Excerpt provided:
-=-=-
It is a real puzzle. The governor is not making good decisions here politically or substantively. Say what you will about Governor Cuomo, but he was very politically astute. He is a crazy man, but politically very sharp. He would take credit for the CLCPA and do events promoting it and all of those things. He went away. Hochul came in. He appointed Hochul and to be frank, I don’t think that Andrew Cuomo wanted a rival as Lieutenant Governor. He did not want someone who was going to outshine him. She is governor now and that’s who we have—a person who has a very moderate orientation and has made a lot of baffling political moves in New York politics. This is one of them.

David Roberts

Part of why they’re baffling is that the moderation doesn’t seem coherent. It’s not a coherent policy moderation. It seems more like a tickle, or something like that. Like an itch she wants to scratch. She needs to do something moderate-feeling, seeming. The policy is neither here nor there. She just feels like she needs to periodically make noises that sound moderate. That’s what I can make of her instinct.
-=-=-
Provided data:
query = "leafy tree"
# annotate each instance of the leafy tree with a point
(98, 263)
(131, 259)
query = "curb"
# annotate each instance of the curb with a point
-=-=-
Task prompt: Rewrite the excerpt about Governor Hochul from "David Roberts" up to and including "of her instinct.", changing "tickle" to "twitch".

The reply:
David Roberts

Part of why they’re baffling is that the moderation doesn’t seem coherent. It’s not a coherent policy moderation. It seems more like a twitch, or something like that. Like an itch she wants to scratch. She needs to do something moderate-feeling, seeming. The policy is neither here nor there. She just feels like she needs to periodically make noises that sound moderate. That’s what I can make of her instinct.